DATA EXTRACTS:
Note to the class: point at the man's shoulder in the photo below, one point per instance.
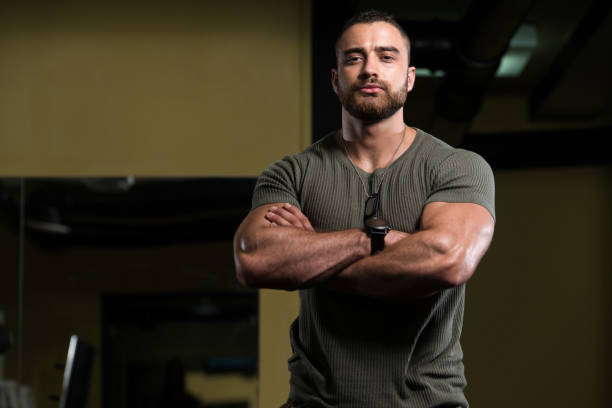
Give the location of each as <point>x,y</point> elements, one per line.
<point>437,151</point>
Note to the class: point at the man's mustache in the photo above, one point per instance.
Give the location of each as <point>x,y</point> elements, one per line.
<point>378,84</point>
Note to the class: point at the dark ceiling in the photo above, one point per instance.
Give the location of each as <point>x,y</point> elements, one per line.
<point>558,111</point>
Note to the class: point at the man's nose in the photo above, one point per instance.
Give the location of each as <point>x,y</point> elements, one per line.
<point>369,69</point>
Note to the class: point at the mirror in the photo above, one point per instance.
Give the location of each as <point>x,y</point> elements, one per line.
<point>142,270</point>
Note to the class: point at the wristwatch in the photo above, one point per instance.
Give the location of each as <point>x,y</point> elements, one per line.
<point>377,228</point>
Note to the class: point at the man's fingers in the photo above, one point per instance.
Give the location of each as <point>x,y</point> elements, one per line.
<point>275,218</point>
<point>299,216</point>
<point>289,215</point>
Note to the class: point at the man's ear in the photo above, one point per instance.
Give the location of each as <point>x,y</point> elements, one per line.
<point>334,80</point>
<point>411,78</point>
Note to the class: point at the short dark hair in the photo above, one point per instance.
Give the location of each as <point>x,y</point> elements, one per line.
<point>373,16</point>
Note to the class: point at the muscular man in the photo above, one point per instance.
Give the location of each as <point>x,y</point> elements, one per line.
<point>379,225</point>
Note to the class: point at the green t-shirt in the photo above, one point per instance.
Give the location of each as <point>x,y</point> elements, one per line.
<point>352,351</point>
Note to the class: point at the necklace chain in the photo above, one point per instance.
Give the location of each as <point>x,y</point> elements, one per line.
<point>386,167</point>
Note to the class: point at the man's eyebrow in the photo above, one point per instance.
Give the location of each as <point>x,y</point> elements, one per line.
<point>354,50</point>
<point>361,50</point>
<point>387,48</point>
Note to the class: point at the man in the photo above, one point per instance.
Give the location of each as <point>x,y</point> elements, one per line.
<point>379,226</point>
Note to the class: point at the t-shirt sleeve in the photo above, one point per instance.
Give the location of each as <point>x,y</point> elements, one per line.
<point>278,183</point>
<point>464,177</point>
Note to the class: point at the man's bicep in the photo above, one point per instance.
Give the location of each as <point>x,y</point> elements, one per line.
<point>456,218</point>
<point>465,228</point>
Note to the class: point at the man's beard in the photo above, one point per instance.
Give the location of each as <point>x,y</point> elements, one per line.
<point>372,108</point>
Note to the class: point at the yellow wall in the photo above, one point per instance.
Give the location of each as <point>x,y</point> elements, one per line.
<point>538,310</point>
<point>156,88</point>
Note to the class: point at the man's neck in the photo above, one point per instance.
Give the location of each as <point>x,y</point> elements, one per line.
<point>375,145</point>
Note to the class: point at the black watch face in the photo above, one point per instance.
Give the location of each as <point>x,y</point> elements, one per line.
<point>377,224</point>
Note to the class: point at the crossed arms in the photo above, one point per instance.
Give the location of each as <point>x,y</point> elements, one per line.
<point>276,247</point>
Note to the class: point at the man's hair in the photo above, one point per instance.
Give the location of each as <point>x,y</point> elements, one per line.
<point>373,16</point>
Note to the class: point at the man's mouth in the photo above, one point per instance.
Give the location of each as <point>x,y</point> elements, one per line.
<point>371,89</point>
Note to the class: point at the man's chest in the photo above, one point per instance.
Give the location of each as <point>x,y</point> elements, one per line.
<point>336,200</point>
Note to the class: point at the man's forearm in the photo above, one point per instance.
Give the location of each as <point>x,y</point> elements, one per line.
<point>418,265</point>
<point>281,257</point>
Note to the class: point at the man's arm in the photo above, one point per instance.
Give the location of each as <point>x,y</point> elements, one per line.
<point>444,253</point>
<point>279,249</point>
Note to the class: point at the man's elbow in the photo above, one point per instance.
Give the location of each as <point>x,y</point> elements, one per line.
<point>246,271</point>
<point>455,266</point>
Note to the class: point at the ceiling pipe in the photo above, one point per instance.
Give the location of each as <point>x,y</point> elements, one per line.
<point>482,38</point>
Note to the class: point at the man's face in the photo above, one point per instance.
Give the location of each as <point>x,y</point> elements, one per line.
<point>373,77</point>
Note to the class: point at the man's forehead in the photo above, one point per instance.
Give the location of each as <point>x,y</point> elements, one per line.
<point>371,35</point>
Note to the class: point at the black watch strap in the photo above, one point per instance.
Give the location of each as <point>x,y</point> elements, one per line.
<point>377,229</point>
<point>378,241</point>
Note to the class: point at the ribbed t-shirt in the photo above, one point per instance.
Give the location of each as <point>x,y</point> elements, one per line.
<point>353,351</point>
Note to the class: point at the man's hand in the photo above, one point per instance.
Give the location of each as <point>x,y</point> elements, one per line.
<point>288,215</point>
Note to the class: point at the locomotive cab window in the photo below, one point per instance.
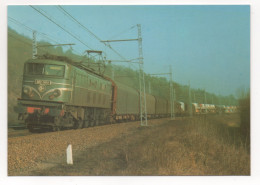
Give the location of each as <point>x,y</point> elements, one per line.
<point>44,69</point>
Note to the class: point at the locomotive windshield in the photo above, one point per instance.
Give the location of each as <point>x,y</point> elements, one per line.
<point>44,69</point>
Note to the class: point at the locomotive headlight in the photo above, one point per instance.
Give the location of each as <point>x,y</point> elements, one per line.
<point>57,93</point>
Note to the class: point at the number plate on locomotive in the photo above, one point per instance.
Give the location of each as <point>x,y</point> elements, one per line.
<point>43,82</point>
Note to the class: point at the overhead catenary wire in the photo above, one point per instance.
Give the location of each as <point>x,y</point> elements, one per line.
<point>39,33</point>
<point>50,19</point>
<point>86,29</point>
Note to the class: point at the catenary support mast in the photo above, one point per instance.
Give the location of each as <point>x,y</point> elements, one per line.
<point>143,112</point>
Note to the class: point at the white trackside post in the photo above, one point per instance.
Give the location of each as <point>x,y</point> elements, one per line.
<point>69,155</point>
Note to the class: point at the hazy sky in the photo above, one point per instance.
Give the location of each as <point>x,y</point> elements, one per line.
<point>206,45</point>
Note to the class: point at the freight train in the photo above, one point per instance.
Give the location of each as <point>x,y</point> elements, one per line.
<point>58,93</point>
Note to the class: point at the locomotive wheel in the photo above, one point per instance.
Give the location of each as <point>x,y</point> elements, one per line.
<point>80,124</point>
<point>85,124</point>
<point>92,123</point>
<point>31,129</point>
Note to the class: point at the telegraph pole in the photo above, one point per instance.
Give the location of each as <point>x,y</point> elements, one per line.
<point>172,91</point>
<point>34,46</point>
<point>171,95</point>
<point>141,79</point>
<point>190,103</point>
<point>143,110</point>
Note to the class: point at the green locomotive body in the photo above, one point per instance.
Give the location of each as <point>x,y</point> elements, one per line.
<point>58,93</point>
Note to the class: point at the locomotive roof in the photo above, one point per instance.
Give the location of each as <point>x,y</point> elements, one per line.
<point>54,59</point>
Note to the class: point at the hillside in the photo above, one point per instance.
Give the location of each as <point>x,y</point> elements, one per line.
<point>20,50</point>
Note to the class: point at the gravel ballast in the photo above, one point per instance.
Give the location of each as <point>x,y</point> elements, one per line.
<point>28,152</point>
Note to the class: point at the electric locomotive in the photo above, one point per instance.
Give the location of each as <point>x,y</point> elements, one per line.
<point>59,93</point>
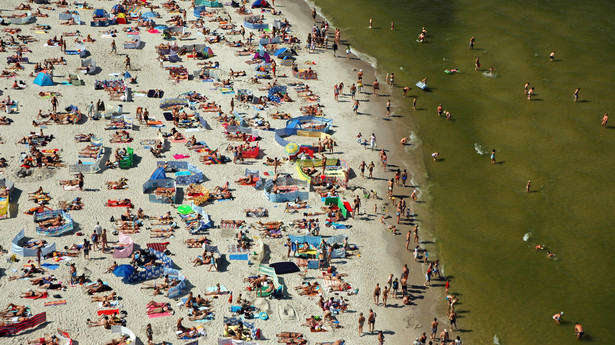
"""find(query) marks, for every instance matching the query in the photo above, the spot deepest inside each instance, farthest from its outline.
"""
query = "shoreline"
(412, 158)
(363, 269)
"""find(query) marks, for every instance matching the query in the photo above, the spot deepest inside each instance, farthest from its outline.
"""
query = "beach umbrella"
(291, 148)
(184, 209)
(149, 15)
(123, 271)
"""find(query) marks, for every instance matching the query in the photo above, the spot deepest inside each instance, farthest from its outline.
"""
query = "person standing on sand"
(434, 329)
(371, 320)
(361, 323)
(578, 330)
(408, 234)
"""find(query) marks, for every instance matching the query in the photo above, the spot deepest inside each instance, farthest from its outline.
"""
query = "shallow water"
(482, 211)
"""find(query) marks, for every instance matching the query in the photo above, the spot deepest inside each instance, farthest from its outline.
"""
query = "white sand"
(399, 324)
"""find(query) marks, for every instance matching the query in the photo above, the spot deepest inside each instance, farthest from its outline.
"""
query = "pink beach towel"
(152, 316)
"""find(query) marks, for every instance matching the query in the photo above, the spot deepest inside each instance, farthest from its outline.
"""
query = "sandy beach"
(379, 253)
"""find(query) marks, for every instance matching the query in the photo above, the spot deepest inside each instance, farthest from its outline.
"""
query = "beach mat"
(52, 303)
(240, 257)
(284, 267)
(152, 316)
(108, 312)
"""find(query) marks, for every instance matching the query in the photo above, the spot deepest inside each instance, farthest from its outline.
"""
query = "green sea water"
(481, 211)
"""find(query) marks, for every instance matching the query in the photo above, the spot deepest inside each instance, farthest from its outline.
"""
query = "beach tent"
(260, 4)
(261, 54)
(43, 79)
(159, 174)
(207, 52)
(121, 18)
(283, 52)
(99, 13)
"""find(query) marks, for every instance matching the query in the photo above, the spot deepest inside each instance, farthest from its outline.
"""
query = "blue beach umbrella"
(123, 271)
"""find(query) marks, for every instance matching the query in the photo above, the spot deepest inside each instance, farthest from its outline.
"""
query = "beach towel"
(240, 257)
(23, 325)
(214, 289)
(37, 297)
(152, 316)
(233, 248)
(108, 312)
(112, 303)
(159, 247)
(51, 303)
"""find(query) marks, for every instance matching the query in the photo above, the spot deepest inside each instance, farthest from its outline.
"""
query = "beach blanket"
(107, 312)
(111, 303)
(240, 257)
(58, 302)
(37, 297)
(233, 248)
(160, 247)
(152, 316)
(23, 325)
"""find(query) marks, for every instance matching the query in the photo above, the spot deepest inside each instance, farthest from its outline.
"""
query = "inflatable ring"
(184, 209)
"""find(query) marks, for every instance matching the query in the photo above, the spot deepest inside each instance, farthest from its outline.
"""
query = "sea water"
(481, 211)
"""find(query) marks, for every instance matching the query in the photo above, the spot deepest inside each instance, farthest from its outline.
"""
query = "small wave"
(528, 236)
(480, 149)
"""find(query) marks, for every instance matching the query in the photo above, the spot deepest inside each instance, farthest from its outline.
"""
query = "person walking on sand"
(377, 291)
(434, 329)
(361, 323)
(578, 330)
(371, 320)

WORK REQUEST:
Only lines of the material that contain the word "locomotive" belong in the answer; copy each one.

OUTPUT:
Note to the class: point at the locomotive cab window in the photo below, one point per instance.
Note to the class: point at the locomotive windshield in the photo above, one point per instance.
Note to the class: point at the locomotive headlight in the photo above, one point per instance.
Note to the class: point at the number plate on locomotive in the photo above, one point per instance.
Note to the class: point at the locomotive wheel in the photo above, one point per instance.
Note to the class: point at the green locomotive body in the photo above, one point per instance.
Note to the class: point at the locomotive roof in the photo above, one point per instance.
Note to the class: point at the electric locomotive in the photo above, one point per instance.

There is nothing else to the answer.